- **Problems to work on**:
1 - Copy the stretch of the clamp sequence passage from "This step will" through "the workpiece 12.", switching "shuttle valve" to "diverter valve".
2 - According to the clamp sequence passage, what does the high pressure air behind the pistons 44 prevent?

This step will be completed in accordance with the controller
program. The completion of this step is shown in FIG. 4.
Step 5
When step 4 is completed the controller will send a signal to
solenoid 144 on the two position valve 104 to cause this valve to
be shifted from its blocked position to its open position. High
pressure air will then commence to flow from a source of high
pressure air, indicated by arrow 146, through valve 114 and then
through the shuttle valve 106, causing the valve 106 to be shifted
to block the flow of air from the low pressure air line 62. High
pressure air is then introduced behind the pistons 44 in cylinders
46, to prevent the upward displacement of the upper clamp 34 when
the lower clamp 36 is moved into contact with the workpiece 12.
Step 6
The lower or second clamp bushing 36 will now be raised by the
controller sending a suitable signal to the lower ram servo valve
110 and to the "up" solenoid 147 on the lower ram proportional
valve 108, causing these valves to be shifted from their blocking
or centered positions, respectively to their "raise" or "up"

Dataset rows:
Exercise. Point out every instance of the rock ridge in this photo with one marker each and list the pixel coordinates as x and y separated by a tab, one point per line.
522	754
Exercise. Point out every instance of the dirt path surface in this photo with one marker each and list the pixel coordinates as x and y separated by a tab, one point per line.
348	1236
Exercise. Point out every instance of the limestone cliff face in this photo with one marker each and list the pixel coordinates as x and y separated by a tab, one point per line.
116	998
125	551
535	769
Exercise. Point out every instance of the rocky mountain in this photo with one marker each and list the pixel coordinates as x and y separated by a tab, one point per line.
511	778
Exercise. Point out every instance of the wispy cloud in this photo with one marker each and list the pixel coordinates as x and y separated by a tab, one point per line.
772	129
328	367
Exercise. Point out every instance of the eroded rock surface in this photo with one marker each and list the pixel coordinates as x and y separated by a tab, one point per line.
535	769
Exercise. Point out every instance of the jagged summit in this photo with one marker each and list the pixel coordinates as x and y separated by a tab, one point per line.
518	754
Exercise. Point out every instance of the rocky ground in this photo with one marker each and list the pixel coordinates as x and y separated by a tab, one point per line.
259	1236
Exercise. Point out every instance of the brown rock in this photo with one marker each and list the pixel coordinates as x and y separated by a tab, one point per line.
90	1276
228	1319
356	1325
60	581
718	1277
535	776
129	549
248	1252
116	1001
...
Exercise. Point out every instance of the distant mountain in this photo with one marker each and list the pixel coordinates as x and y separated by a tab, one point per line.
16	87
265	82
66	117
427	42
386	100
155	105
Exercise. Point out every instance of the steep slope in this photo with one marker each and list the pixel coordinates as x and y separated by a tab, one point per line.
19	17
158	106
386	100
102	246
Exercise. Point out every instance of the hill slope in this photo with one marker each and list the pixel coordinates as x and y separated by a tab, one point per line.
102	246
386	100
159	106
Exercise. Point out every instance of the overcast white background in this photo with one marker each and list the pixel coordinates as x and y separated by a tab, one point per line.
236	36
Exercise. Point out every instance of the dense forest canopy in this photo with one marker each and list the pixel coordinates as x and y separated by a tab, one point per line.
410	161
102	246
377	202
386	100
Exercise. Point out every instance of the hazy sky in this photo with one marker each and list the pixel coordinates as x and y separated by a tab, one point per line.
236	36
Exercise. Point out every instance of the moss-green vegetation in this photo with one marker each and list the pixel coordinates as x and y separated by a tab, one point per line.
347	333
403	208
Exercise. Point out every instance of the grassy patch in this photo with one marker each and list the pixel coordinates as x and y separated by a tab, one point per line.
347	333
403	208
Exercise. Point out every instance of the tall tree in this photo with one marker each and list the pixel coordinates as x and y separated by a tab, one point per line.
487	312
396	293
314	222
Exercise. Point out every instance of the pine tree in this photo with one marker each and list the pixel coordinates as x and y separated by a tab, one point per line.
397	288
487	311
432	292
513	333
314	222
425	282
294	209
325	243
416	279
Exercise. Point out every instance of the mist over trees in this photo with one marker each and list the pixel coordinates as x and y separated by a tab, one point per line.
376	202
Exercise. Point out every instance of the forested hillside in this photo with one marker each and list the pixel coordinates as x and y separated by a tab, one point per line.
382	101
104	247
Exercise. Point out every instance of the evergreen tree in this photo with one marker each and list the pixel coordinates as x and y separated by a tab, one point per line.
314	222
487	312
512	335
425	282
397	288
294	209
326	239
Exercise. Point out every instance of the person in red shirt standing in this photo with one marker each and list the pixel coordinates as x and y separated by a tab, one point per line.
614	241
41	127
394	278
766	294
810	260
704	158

- **Expected results**:
1 -
This step will be completed in accordance with the controller
program. The completion of this step is shown in FIG. 4.
Step 5
When step 4 is completed the controller will send a signal to
solenoid 144 on the two position valve 104 to cause this valve to
be shifted from its blocked position to its open position. High
pressure air will then commence to flow from a source of high
pressure air, indicated by arrow 146, through valve 114 and then
through the diverter valve 106, causing the valve 106 to be shifted
to block the flow of air from the low pressure air line 62. High
pressure air is then introduced behind the pistons 44 in cylinders
46, to prevent the upward displacement of the upper clamp 34 when
the lower clamp 36 is moved into contact with the workpiece 12.

2 - It prevents the upward displacement of the upper clamp 34 when the lower clamp 36 is moved into contact with the workpiece 12.